-- PAGE EXTRACT follows --
March 8, 2019 |

Following formally banning Jamaat ud Dawah (JuD) and its humanitarian arm, Falah-e-Insaniat Foundation (FIF), the government on March 5 also moved to take over the institutional paraphernalia associated with Jaish-e-Mohammad (JeM) across the country.

The Sindh government alone took over control of 56 facilities including schools, hospitals and madaris previously run by Jamat-ud-Dawa and Falah-e-Insaniat.

For optics, this all looks good. But the issue begging a fundamental question is whether semantics will also change? Will the provincial governments, supported by the security establishment, be able to exercise real control over the institutions of the two organizations and mainstream them in line with the constitution of Pakistan?

Lets us look back as to what has been happening in Pakistan on this count!

Under former president General Pervez Musharraf several militant groups such as Jaish-e-Mohammad (JeM), Lashkar-e-Taiba (LeT), Sipah-i-Sahaba Pakistan (SSP), Tehreek-i-Islami (TI) and Tehreek-i-Nifaz Shariat-i-Mohammadi (TNSM) were outlawed on Jan 14, 2002, followed by the ban on the shia Tehreek-i-Jafria Pakistan (TJP) on Jan 28.

Two others, Lashkar-e-Jhangvi (LeJ) and Sipah-i-Mohammad Pakistan (SMP), militant outfits of SSP and TJP respectively, were banned on Aug 14, 2001. In August and November 2003, the government added the names of Al Qaeda, Millat-i-Islamia Pakistan,

Khuddamul Islam, Jamiatul Ansar, Jamiatul Furqan and Hizbut Tehrir also to the list of proscribed organizations, many of which were already designated as terrorist entities either by the United States or the United Nations or both.

Another four groups were banned after a gap of about two years – the Lashkar-i-Islam, Ansarul Islam and Haji Namdar Group on June 30, 2008, and Tehreek-i-Taliban Pakistan on Aug 25, 2008.

In addition to these radical relgio-political entities, the separatist Balochistan Liberation Army was placed on the list on April 7, 2006.

The latest additions to the list are the Yemen-based Al-Qaeda-linked Al-Rahmah Welfare Trust Organisation (ARWTO), and of course the Jamattudawa (JuD) and Falah-e-Insaniat, raising the number of proscribed organizations to at least 70.
-- PAGE EXTRACT concluded --
-- LISTED ENTRIES follows --
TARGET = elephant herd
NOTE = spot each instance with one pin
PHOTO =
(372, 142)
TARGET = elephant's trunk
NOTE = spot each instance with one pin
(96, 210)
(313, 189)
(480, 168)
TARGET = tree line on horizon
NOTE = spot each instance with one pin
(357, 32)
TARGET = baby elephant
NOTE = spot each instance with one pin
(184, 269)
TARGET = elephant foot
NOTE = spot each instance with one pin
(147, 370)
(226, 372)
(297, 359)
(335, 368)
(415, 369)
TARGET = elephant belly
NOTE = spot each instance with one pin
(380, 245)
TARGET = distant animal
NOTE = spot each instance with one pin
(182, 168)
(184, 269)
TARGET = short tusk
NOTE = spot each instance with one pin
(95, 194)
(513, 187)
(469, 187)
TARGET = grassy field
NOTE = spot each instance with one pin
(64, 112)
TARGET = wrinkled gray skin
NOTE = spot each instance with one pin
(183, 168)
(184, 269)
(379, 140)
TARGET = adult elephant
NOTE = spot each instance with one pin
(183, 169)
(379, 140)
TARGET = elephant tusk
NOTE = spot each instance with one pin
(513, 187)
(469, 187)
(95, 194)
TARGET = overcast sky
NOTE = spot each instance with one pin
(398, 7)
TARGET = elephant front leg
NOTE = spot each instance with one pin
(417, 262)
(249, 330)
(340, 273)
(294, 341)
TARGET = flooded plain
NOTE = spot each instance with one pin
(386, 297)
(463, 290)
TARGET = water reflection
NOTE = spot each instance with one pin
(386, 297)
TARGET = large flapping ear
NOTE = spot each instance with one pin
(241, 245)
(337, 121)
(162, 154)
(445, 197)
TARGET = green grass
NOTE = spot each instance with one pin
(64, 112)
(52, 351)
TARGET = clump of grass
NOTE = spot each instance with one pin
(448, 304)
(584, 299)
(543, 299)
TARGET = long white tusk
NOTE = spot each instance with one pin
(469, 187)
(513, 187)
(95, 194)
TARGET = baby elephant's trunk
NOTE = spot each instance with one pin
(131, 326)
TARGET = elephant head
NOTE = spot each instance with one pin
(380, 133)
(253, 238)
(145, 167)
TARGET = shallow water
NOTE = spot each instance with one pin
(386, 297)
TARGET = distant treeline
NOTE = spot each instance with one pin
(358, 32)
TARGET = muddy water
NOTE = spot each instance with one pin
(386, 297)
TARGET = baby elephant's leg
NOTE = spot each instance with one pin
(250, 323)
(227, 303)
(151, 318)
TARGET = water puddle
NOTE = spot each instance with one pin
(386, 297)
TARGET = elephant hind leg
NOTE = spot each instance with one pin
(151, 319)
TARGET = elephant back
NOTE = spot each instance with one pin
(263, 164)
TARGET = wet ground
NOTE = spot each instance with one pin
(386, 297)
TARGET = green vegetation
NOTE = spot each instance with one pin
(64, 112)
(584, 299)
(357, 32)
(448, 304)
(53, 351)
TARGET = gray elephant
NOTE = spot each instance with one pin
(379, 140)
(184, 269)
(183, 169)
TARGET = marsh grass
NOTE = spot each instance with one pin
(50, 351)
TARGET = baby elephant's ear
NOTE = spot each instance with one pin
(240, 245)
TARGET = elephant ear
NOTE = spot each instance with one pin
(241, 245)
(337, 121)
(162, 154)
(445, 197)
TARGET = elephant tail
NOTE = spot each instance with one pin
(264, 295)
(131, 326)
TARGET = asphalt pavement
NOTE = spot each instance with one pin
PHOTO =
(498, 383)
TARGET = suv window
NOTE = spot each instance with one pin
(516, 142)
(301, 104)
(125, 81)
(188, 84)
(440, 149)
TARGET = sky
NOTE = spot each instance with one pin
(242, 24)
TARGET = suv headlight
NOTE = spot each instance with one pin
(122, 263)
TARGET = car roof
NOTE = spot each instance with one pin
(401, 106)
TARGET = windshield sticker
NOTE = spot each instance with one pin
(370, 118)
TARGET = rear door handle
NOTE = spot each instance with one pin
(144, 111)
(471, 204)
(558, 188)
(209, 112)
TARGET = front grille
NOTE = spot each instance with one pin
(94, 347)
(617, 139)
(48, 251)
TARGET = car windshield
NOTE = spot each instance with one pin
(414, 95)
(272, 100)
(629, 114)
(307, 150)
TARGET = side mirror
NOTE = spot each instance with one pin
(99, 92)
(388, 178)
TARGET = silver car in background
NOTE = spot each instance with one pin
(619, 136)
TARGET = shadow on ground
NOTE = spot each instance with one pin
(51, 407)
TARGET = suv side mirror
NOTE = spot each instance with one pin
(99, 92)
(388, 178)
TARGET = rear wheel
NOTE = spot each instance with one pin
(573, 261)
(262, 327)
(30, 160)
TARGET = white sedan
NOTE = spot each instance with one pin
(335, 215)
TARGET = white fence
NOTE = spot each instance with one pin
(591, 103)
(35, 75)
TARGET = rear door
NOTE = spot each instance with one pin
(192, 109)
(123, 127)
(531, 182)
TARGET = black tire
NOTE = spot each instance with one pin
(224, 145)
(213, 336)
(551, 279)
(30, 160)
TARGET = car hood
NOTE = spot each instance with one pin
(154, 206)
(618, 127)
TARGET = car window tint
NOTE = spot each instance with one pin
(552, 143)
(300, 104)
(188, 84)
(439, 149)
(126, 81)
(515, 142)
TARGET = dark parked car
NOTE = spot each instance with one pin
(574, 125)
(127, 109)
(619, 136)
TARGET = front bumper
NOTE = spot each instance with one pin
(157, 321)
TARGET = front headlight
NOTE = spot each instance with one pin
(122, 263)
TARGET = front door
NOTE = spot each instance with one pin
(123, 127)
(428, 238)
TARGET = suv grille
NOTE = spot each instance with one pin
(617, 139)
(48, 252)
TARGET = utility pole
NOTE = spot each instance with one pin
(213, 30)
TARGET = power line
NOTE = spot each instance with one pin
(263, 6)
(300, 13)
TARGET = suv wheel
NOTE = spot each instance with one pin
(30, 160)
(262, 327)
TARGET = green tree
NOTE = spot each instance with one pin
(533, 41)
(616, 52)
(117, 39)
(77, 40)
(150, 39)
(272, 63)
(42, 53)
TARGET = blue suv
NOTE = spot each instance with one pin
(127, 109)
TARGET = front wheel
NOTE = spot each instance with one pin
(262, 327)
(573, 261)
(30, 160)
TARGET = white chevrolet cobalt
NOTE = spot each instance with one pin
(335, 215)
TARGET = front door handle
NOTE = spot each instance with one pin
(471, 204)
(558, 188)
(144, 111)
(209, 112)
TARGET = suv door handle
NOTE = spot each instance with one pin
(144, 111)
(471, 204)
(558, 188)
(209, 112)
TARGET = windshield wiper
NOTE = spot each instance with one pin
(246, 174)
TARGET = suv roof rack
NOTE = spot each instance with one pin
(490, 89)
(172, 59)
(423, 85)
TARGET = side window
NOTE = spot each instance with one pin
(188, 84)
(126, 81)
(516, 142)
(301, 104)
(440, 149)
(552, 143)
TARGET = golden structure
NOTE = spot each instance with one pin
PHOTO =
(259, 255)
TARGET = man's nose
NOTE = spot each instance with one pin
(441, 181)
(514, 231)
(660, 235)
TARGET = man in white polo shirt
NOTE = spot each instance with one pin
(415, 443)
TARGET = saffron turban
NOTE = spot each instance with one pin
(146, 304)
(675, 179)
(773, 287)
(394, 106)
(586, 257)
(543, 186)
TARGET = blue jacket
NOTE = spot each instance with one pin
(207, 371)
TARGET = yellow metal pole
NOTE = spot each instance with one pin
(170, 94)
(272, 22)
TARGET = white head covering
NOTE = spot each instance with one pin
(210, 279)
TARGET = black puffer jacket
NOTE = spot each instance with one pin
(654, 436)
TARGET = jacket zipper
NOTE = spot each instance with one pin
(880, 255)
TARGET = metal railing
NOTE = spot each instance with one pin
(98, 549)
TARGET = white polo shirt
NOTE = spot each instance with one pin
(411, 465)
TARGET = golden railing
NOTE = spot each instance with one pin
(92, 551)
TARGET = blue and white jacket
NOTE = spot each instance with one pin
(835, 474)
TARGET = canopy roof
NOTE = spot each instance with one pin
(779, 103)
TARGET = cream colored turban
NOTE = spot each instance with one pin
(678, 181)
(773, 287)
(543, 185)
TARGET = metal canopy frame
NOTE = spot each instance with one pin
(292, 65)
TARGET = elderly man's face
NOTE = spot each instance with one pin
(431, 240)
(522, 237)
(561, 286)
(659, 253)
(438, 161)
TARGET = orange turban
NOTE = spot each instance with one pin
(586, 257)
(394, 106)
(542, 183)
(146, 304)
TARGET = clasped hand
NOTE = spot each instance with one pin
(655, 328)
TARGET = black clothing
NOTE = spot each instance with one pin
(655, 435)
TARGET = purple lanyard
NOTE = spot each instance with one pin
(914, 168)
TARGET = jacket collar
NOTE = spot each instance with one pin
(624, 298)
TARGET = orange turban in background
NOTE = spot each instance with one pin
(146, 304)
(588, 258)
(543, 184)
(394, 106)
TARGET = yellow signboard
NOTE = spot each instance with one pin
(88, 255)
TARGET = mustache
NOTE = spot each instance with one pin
-- LISTED ENTRIES concluded --
-- LISTED ENTRIES follows --
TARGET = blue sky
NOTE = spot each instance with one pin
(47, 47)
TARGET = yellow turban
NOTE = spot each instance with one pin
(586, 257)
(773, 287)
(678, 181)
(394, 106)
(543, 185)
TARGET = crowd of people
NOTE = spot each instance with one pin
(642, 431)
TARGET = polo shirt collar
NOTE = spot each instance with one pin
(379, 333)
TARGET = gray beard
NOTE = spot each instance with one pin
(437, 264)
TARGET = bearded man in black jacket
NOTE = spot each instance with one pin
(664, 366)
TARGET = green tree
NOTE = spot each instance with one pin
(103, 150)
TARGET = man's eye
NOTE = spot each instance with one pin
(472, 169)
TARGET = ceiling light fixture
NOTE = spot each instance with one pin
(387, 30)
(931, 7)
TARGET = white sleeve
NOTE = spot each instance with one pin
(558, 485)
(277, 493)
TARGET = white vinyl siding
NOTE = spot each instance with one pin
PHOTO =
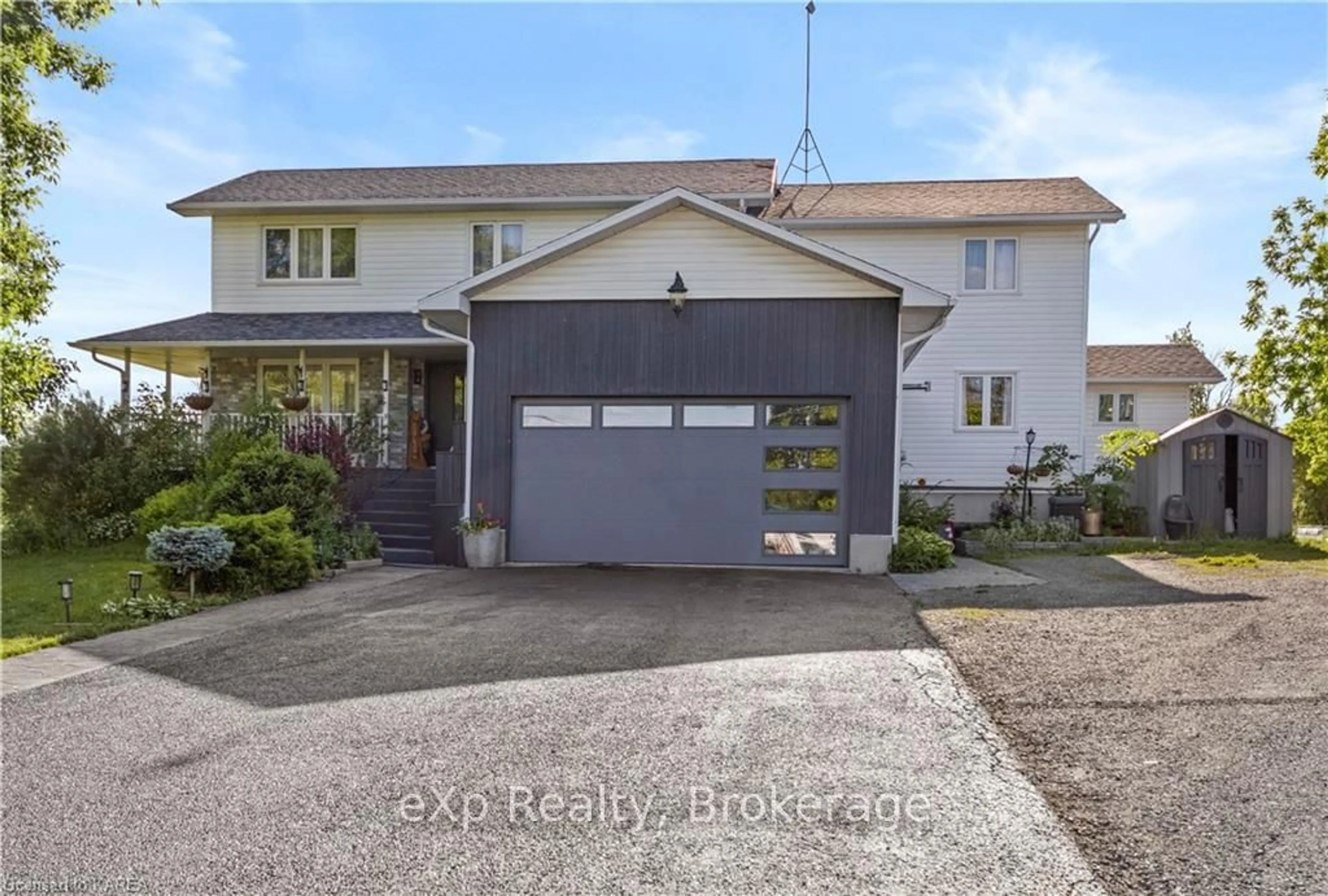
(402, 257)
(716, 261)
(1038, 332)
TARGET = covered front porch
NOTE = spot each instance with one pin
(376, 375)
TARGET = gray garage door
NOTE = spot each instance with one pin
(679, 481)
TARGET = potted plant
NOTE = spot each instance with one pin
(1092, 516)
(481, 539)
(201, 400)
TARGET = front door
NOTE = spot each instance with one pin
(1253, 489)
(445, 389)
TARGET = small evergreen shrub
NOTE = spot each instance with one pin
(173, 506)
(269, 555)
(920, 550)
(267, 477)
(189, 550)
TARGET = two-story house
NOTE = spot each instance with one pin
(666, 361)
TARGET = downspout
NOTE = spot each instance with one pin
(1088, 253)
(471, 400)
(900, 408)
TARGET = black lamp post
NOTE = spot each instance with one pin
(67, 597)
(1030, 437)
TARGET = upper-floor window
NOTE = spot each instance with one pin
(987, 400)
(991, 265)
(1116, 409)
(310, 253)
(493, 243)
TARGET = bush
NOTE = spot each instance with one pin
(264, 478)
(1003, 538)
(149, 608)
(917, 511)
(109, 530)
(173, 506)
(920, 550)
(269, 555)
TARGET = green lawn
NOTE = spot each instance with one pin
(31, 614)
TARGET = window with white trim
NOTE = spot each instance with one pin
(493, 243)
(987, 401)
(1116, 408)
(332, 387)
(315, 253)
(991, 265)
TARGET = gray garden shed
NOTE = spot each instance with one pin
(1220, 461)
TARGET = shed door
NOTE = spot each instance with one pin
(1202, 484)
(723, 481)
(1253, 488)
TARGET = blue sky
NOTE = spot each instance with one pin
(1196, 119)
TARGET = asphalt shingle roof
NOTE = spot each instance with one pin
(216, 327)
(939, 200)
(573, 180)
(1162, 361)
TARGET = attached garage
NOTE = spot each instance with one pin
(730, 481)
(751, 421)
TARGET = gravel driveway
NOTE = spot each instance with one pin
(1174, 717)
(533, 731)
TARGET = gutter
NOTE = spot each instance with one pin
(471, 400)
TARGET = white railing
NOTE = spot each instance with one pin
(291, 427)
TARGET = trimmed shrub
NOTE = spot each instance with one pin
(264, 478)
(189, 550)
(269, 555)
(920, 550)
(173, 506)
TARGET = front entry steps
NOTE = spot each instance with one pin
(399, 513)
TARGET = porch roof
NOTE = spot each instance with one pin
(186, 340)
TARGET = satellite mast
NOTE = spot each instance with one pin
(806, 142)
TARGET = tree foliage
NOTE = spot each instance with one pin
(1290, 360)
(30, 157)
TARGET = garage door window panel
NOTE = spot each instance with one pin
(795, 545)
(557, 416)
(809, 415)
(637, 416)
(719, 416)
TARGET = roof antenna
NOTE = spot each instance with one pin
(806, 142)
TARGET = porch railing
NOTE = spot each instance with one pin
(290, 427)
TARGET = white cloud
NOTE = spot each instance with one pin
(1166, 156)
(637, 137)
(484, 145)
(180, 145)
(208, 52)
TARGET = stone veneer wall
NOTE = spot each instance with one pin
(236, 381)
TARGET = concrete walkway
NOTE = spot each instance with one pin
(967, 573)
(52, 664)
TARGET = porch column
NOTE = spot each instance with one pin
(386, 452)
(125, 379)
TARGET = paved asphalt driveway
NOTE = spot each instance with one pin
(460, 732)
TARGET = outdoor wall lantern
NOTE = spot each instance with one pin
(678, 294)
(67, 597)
-- LISTED ENTRIES concluded --
PROBLEM A: According to the article on Pakistan's banned organizations, on what date was the Balochistan Liberation Army placed on the list?
PROBLEM B: List every group that the article on Pakistan's banned organizations says was banned in 2008.

TASK SOLUTION A: April 7, 2006

TASK SOLUTION B: Lashkar-i-Islam, Ansarul Islam, Haji Namdar Group, Tehreek-i-Taliban Pakistan